Cell-based therapy shows promise in ameliorating renal anemia


Researchers in Japan have developed a cell-based therapy for renal anemia, a common complication of chronic kidney disease. The cell-based therapy worked well in mice.

The paper, "Human pluripotent stem cell-derived erythropoietin-producing cells ameliorate renal anemia in mice," is published in the 27 Sep 2017 issue of the journal Science Translational Medicine. Hirofumi Hitomi is the first author.

The kidneys perform essential functions in the body, such as removing waste products from the blood, regulating the water fluid levels, and producing certain hormones like erythropoietin (EPO). Chronic kidney disease refers to a progressive loss of kidney function, which can be caused by a variety of factors, such as diseases (particularly diabetes), high blood pressure, drug toxicity, heavy metal poisoning, and an infection. Over time, the disease may get worse and progress to kidney failure that requires dialysis or kidney transplant.

When kidney disease develops to an advanced stage, renal anemia usually occurs. This is because diseased kidneys fail to make enough EPO. The hormone EPO stimulates the production of red blood cells in bone marrow. EPO deficiency causes the bone marrow to make fewer red blood cells, triggering anemia.

An important treatment option for patients with renal anemia is regular injection of recombinant human EPO. However, regular EPO injection is expensive and may cause side effects. Therefore, novel therapies are needed.

**Exercise 1**
Decide whether each statement agrees with the article on cell-based therapy for renal anemia. For each one, answer yes or no and quote the words from the article that settle it. (a) The cell-based therapy was tested in mice. (b) Diseased kidneys produce too much EPO. (c) Regular EPO injection is inexpensive.
**Exercise 2**
Extract the passage of the article that runs from "Cell-based therapy shows" to "well in mice.", copying it word for word.

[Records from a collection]

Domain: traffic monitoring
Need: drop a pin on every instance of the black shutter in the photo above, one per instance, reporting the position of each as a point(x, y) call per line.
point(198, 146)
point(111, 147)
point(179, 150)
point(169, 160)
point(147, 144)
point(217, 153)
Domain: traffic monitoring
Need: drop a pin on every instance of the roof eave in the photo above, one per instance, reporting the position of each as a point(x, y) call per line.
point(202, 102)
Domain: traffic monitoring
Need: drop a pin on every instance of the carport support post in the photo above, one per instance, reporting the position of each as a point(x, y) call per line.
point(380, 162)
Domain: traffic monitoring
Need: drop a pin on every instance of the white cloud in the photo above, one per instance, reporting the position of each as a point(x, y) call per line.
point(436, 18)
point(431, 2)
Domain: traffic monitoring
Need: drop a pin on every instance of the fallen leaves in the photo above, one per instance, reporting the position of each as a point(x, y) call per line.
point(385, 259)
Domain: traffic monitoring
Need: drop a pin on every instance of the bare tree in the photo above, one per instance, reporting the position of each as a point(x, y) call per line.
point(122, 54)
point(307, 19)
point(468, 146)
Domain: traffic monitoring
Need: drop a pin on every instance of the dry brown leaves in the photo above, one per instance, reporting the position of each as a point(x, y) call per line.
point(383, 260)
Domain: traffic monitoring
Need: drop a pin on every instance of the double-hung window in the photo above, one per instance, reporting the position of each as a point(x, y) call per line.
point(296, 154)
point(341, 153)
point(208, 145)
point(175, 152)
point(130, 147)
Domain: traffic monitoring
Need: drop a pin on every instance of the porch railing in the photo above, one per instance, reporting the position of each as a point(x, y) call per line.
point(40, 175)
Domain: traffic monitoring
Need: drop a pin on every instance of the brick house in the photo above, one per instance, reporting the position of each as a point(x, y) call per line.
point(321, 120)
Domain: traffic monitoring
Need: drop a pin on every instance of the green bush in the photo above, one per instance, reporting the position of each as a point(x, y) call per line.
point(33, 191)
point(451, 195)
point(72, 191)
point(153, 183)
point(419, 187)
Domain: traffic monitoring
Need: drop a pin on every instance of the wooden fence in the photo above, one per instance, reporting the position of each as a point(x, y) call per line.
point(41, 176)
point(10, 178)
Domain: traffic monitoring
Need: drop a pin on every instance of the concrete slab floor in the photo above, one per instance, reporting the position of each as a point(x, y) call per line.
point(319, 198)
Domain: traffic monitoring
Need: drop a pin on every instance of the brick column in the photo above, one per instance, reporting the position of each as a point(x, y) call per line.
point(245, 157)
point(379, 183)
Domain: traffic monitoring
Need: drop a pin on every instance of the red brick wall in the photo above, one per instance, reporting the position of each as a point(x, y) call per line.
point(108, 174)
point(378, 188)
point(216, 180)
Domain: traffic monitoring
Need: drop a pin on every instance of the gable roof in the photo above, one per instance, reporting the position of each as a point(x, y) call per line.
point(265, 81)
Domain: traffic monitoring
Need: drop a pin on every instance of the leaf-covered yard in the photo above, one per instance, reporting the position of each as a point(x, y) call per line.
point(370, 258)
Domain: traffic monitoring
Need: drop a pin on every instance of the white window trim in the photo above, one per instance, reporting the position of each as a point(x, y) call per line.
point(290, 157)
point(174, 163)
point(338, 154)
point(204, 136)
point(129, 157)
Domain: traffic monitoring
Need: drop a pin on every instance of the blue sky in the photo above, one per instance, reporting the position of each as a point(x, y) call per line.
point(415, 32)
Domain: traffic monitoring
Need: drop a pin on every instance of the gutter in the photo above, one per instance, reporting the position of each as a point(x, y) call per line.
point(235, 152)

==

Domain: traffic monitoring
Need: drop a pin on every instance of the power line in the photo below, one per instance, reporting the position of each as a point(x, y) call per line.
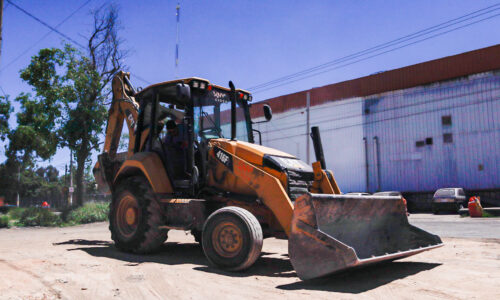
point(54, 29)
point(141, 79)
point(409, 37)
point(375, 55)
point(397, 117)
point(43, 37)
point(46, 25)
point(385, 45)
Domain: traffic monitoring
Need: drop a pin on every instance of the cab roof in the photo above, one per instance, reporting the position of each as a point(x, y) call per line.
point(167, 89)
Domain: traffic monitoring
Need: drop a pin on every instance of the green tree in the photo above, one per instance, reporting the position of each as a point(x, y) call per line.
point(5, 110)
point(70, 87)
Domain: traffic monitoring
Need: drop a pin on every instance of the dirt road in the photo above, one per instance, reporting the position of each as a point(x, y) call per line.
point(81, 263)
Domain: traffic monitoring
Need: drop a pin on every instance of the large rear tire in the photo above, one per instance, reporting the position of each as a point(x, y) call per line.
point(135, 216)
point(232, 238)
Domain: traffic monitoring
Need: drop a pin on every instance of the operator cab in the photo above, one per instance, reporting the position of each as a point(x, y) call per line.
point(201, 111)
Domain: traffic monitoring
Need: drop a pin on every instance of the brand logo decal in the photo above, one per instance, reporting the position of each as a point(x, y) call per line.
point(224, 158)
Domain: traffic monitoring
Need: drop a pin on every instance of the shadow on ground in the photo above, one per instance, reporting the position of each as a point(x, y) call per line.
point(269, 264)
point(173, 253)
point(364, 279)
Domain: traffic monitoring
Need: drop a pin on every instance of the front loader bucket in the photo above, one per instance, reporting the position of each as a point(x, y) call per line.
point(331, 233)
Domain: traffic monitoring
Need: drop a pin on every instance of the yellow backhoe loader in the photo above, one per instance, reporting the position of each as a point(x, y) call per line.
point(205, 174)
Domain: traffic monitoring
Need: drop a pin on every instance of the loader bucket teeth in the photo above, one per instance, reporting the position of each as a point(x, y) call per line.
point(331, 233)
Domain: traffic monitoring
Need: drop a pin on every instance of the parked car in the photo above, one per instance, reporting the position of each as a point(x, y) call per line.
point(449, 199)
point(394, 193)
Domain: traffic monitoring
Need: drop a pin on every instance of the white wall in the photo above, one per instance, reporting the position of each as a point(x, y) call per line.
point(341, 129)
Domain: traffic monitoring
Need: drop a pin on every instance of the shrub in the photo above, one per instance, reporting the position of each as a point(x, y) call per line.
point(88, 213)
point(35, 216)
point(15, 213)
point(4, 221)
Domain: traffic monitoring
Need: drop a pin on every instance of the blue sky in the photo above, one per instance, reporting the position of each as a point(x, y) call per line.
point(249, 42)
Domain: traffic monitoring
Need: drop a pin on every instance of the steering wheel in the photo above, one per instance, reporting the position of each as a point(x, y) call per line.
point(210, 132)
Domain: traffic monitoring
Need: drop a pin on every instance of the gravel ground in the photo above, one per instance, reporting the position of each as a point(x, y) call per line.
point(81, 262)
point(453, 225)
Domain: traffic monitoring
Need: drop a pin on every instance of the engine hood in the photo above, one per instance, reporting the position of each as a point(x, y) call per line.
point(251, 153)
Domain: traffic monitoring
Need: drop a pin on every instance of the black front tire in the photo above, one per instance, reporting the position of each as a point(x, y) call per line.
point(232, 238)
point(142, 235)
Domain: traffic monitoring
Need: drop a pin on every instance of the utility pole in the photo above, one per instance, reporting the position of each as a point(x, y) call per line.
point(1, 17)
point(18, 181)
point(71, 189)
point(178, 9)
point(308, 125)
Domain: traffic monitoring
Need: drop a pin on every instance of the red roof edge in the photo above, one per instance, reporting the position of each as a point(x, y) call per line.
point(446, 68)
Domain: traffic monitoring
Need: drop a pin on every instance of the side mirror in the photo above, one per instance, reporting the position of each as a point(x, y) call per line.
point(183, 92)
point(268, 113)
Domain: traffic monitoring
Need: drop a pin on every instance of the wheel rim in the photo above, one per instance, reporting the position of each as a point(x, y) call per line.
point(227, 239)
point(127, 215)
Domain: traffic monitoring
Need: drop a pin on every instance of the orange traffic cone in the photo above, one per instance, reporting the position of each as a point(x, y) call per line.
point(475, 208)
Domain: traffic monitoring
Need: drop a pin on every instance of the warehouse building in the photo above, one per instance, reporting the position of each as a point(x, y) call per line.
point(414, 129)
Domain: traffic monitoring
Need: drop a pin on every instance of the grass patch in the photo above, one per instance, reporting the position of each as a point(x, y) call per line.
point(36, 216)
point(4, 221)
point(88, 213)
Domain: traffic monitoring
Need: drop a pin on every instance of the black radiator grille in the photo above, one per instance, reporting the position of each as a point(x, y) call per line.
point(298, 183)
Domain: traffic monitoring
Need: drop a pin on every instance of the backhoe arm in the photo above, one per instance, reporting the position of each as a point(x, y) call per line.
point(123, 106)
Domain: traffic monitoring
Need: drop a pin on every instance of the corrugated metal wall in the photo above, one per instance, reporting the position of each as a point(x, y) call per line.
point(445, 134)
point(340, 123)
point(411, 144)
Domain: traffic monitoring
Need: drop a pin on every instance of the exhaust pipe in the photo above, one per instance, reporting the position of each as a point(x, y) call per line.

* * *

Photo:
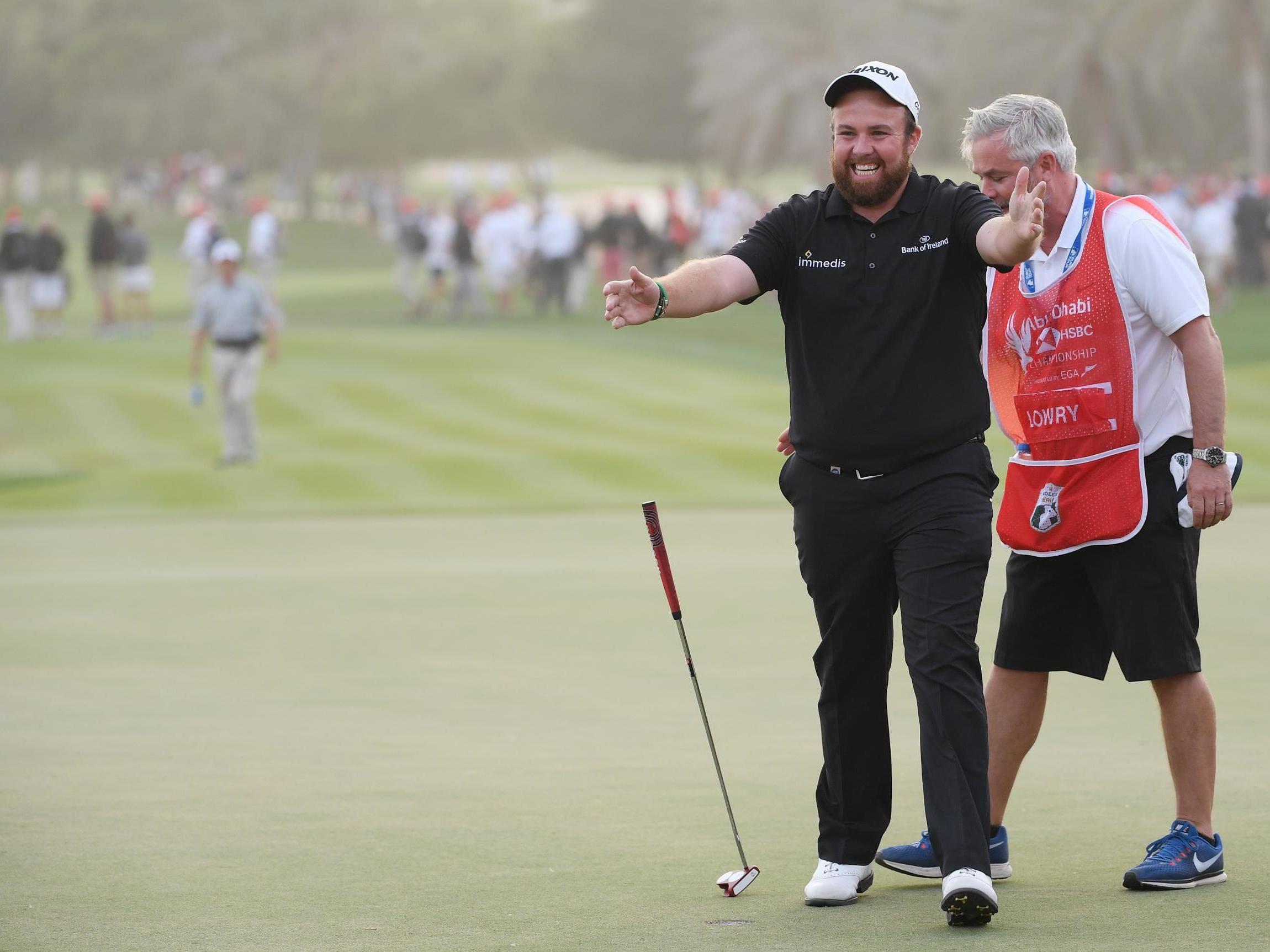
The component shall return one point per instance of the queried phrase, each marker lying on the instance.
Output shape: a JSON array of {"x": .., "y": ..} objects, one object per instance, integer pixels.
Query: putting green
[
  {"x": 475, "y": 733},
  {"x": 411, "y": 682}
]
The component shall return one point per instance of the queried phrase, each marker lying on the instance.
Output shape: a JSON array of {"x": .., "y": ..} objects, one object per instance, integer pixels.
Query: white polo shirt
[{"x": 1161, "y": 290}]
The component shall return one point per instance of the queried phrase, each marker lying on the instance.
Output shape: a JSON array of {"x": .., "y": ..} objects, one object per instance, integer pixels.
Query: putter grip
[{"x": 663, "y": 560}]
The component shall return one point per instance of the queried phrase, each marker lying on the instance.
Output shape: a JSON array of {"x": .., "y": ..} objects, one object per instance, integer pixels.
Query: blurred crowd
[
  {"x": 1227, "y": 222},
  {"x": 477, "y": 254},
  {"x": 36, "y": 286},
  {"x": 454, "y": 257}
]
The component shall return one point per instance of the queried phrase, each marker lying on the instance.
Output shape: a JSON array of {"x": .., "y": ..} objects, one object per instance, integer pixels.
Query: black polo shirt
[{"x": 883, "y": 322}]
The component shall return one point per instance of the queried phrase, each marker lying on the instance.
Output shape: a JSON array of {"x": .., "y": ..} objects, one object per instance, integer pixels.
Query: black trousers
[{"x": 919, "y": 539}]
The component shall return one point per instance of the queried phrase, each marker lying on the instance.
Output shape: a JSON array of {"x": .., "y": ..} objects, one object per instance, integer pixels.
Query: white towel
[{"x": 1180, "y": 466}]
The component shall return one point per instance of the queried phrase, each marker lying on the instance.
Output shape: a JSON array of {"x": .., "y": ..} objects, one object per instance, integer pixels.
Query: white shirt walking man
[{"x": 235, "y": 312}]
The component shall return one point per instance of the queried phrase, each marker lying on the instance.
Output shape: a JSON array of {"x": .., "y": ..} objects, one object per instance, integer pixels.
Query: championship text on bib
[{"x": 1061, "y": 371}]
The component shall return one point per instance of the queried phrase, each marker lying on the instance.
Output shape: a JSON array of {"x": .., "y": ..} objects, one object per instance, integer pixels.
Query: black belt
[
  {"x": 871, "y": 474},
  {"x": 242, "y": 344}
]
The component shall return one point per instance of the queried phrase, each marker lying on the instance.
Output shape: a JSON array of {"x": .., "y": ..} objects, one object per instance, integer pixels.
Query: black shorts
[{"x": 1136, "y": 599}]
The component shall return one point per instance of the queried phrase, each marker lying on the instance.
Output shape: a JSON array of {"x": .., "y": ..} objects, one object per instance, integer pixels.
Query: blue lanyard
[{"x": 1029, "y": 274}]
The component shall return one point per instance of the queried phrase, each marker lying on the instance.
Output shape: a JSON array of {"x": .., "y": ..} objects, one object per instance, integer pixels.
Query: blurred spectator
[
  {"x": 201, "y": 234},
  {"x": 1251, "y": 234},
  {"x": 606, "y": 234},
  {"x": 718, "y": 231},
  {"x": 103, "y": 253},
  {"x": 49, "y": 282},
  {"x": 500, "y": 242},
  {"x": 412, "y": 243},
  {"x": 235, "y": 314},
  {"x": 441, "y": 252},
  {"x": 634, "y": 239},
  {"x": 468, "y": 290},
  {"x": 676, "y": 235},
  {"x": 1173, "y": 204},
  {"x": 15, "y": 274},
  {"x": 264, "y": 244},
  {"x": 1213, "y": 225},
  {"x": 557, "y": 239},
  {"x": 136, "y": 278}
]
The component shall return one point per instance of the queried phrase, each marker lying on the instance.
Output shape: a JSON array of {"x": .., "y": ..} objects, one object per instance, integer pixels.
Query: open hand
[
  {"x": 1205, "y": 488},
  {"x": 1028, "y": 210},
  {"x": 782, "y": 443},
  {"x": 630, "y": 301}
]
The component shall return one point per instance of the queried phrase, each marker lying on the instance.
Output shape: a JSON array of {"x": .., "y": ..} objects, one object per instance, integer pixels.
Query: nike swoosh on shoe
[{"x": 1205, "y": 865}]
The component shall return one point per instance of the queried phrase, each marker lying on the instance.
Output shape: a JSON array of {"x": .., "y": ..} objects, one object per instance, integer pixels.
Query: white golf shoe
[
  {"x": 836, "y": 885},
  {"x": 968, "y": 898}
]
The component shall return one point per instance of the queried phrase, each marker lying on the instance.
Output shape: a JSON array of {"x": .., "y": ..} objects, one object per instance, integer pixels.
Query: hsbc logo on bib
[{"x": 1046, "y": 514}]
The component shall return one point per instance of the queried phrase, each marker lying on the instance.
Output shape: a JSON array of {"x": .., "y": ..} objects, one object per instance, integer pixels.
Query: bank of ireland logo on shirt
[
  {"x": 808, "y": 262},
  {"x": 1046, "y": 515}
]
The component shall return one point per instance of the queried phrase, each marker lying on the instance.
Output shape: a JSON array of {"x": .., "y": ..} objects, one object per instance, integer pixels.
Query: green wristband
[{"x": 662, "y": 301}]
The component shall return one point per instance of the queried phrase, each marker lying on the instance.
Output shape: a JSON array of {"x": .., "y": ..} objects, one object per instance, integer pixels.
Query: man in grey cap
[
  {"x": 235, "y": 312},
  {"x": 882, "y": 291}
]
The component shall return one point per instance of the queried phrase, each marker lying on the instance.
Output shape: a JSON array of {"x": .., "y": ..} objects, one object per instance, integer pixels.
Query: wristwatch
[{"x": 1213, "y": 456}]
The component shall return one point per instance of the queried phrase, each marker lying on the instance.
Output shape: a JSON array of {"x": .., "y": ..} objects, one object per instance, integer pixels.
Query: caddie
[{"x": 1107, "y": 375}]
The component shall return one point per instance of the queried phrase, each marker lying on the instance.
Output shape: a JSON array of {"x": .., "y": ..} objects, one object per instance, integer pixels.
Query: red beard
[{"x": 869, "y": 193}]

**Your solution 1**
(a) Yes: "The cell-based therapy worked well in mice."
(b) No: "diseased kidneys fail to make enough EPO."
(c) No: "regular EPO injection is expensive and may cause side effects."

**Your solution 2**
Cell-based therapy shows promise in ameliorating renal anemia


Researchers in Japan have developed a cell-based therapy for renal anemia, a common complication of chronic kidney disease. The cell-based therapy worked well in mice.